* ACTION ITEM
Find "Where can the floral" in the records that follow; print that line and each subsequent line through the last one, verbatim and with nothing added.

* SUPPLIED RECORDS
= Beginning of Section =

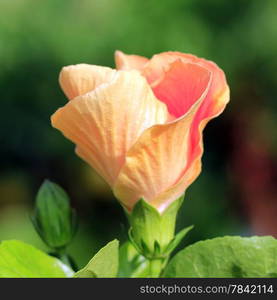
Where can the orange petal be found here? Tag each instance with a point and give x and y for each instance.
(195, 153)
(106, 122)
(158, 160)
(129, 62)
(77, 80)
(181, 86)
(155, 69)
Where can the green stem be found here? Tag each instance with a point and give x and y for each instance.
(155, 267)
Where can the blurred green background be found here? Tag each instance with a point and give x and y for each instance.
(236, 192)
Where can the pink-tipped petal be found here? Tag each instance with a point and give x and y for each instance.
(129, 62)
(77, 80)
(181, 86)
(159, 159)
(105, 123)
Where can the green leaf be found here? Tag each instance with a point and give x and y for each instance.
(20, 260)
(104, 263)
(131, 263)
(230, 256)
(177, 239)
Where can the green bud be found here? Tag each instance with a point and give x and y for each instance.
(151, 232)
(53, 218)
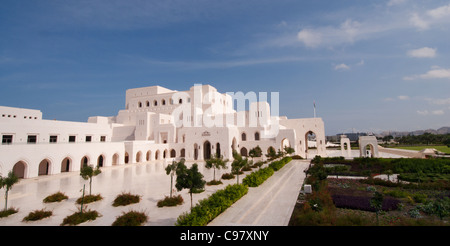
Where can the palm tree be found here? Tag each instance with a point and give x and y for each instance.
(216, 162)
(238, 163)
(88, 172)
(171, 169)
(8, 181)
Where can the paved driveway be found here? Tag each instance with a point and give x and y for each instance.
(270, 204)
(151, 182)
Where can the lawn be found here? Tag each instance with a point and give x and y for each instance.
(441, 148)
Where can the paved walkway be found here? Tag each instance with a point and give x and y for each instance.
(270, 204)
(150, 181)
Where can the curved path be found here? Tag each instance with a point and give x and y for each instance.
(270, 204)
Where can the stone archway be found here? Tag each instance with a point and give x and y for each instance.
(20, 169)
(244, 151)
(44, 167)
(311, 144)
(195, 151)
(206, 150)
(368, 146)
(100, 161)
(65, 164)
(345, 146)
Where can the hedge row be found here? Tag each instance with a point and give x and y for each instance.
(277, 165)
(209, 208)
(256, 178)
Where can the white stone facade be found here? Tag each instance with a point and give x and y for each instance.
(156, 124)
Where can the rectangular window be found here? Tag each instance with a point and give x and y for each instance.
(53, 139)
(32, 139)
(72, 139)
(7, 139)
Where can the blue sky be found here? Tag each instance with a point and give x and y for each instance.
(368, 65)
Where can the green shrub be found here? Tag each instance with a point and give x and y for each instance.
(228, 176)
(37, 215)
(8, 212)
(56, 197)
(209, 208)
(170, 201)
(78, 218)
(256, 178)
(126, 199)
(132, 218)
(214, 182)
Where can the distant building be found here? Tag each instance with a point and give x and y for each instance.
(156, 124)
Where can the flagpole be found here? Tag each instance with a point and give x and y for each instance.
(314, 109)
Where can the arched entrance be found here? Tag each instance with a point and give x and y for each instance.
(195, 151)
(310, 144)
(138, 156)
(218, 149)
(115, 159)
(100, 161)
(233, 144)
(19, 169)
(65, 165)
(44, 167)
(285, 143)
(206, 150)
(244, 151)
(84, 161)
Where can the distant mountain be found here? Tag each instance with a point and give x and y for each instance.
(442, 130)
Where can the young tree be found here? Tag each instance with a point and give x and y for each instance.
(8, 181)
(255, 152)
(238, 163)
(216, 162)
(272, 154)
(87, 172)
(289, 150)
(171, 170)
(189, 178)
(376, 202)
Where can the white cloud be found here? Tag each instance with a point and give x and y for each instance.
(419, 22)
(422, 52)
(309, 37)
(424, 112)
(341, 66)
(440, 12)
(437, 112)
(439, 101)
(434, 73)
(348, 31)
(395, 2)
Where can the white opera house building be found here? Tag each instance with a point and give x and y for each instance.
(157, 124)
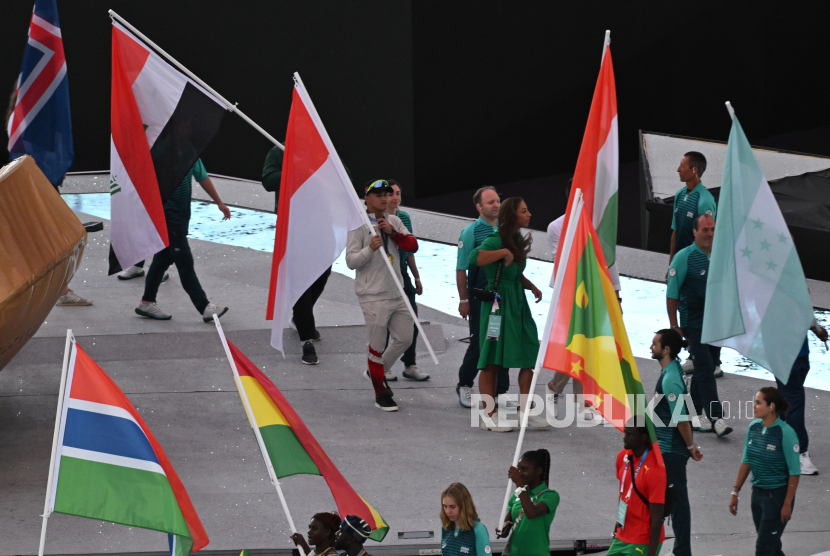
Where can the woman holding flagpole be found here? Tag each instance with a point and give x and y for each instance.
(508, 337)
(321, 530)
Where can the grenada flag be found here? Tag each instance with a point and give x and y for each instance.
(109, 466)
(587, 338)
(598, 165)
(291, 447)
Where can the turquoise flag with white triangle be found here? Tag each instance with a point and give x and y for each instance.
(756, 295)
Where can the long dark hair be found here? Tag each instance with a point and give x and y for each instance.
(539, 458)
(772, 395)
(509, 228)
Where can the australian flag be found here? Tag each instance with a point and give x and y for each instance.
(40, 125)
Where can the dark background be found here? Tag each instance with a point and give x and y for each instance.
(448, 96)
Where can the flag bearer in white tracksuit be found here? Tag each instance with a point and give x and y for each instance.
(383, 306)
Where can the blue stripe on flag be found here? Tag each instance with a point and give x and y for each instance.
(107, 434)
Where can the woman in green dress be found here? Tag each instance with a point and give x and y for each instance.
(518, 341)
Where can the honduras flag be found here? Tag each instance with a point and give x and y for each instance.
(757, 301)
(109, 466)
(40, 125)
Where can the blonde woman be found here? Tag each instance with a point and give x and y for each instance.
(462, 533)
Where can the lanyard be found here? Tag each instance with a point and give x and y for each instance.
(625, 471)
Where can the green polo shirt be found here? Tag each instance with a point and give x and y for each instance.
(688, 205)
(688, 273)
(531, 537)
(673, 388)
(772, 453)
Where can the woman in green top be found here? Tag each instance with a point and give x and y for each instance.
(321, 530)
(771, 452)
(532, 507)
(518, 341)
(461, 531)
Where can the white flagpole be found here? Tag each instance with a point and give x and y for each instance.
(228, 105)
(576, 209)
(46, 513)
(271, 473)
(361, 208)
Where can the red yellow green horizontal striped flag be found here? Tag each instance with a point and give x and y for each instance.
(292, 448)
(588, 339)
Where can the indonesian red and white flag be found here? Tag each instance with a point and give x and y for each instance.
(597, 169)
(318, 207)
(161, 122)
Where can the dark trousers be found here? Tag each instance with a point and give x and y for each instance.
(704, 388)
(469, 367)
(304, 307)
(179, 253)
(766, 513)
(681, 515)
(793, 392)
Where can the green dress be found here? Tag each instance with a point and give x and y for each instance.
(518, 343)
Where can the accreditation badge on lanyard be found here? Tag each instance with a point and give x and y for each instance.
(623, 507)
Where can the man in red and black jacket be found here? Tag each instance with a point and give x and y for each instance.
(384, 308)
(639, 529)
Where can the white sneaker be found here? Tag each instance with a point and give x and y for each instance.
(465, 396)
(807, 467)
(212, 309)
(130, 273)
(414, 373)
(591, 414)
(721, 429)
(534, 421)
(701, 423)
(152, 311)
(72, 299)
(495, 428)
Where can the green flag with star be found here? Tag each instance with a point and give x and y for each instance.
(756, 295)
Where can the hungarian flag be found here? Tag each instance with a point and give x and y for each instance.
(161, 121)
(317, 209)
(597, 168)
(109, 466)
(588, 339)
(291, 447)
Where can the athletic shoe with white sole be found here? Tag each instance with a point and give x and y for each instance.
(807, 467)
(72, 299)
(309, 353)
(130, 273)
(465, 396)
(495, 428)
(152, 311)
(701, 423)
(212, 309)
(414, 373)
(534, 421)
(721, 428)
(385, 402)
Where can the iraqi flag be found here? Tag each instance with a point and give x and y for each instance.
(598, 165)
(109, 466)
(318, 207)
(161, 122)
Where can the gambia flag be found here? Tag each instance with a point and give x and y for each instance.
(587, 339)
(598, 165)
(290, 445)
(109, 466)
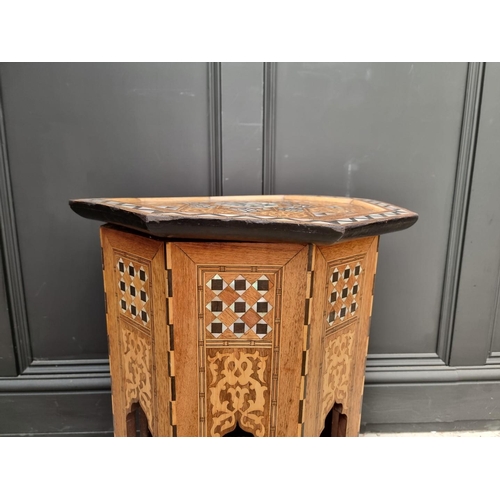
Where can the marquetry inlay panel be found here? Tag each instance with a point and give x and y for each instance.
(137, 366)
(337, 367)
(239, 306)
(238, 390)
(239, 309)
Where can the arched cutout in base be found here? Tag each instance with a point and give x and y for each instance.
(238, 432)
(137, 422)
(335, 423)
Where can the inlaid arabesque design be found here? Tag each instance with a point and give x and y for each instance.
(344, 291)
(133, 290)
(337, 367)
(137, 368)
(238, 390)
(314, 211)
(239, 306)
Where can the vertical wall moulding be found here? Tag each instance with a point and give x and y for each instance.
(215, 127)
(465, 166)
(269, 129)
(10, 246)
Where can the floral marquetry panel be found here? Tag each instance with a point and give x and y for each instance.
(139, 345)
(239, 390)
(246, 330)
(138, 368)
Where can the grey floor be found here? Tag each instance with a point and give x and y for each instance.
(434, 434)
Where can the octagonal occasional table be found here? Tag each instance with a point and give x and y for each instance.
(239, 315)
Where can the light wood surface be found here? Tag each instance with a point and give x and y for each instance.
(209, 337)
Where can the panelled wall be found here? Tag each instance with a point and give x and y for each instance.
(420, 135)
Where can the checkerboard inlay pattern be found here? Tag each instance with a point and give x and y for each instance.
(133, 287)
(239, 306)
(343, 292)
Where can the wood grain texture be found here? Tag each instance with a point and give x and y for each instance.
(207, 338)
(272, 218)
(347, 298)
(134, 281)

= End of Section =

* EXERCISE OUTPUT
Where can the floral marquetry panel be found here? Tag each instance with a point and give x and y for each instance.
(139, 345)
(239, 390)
(246, 330)
(138, 368)
Where can the grey floor be found here? Tag each instance with a point and give x and y for each instance.
(434, 434)
Where can the octagonal occasional table be found here? Tag each instance with a point and give x and y for each instance.
(239, 315)
Where can the light wood surface be found here? Tag each instance with a point and give x and y for each instance.
(209, 337)
Where can the panelled wall be found here? Tag each instance with a point and give x and y for each instance.
(420, 135)
Where can the checkerboard inlay pattern be found here? Tag each instance with a point and give x and y for each instance.
(133, 287)
(239, 306)
(343, 292)
Where can the wood grain texture be found here? Tag each instance with a point and give x and y for each instance.
(207, 338)
(272, 218)
(347, 298)
(134, 281)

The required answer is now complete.